Attività da svolgere:
a - Secondo l'articolo sul morbillo, quanti casi sono stati segnalati all'Ecdc tra il 1 gennaio e il 31 maggio?
b - Cita dall'articolo sul morbillo il tratto che va da “Tra il 1 gennaio” fino a “casi segnalati all’Ecdc.”.

In Italia zero casi ad aprile e maggio. Una delle ragioni, secondo l'Ecdc, potrebbe essere "la riduzione dei contatti sociali". Ma la continuità nella vaccinazione "rimane una priorità assoluta"
Il periodo che va da gennaio a maggio è considerato dagli epidemiologi “l’alta stagione del morbillo“. Ma quest’anno, complice la pandemia di Covid-19, non è stato così: anche questa malattia sembra essere andata in lockdown. Dai dati dell’Ecdc (Centro europeo per il controllo e la prevenzione delle malattie) in un report pubblicato su ‘Eurosurveillance‘, emerge che “nel 2020 c’è stata un’interruzione inaspettata nella dinamica dell’epidemia di morbillo”.
Tra il 1 gennaio e il 31 maggio, evidenzia il report, sono stati segnalati all’Ecdc 1.917 casi di morbillo in 30 Paesi europei inclusi nella sorveglianza (Regno Unito incluso). “Dal 2010 è il secondo numero più basso di casi mai segnalato, dopo i 1.104 casi di gennaio-maggio 2016. E per la prima volta – rilevano gli esperti – il numero di casi segnalati nel 2020 è diminuito drasticamente tra gennaio (710) e maggio (54)”. Un andamento contrario a quanto previsto dagli epidemiologi, non in linea con i dati rilevati dal 2010 al 2019 in un periodo di forte crescita della malattia, con 148.279 casi segnalati all’Ecdc.

(Dati di localizzazione a un punto per istanza)

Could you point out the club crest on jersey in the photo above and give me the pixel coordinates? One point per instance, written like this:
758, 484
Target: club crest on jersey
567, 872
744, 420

Risultati esercizio:
a - Sono stati segnalati 1.917 casi di morbillo in 30 Paesi europei.

b -
Tra il 1 gennaio e il 31 maggio, evidenzia il report, sono stati segnalati all’Ecdc 1.917 casi di morbillo in 30 Paesi europei inclusi nella sorveglianza (Regno Unito incluso). “Dal 2010 è il secondo numero più basso di casi mai segnalato, dopo i 1.104 casi di gennaio-maggio 2016. E per la prima volta – rilevano gli esperti – il numero di casi segnalati nel 2020 è diminuito drasticamente tra gennaio (710) e maggio (54)”. Un andamento contrario a quanto previsto dagli epidemiologi, non in linea con i dati rilevati dal 2010 al 2019 in un periodo di forte crescita della malattia, con 148.279 casi segnalati all’Ecdc.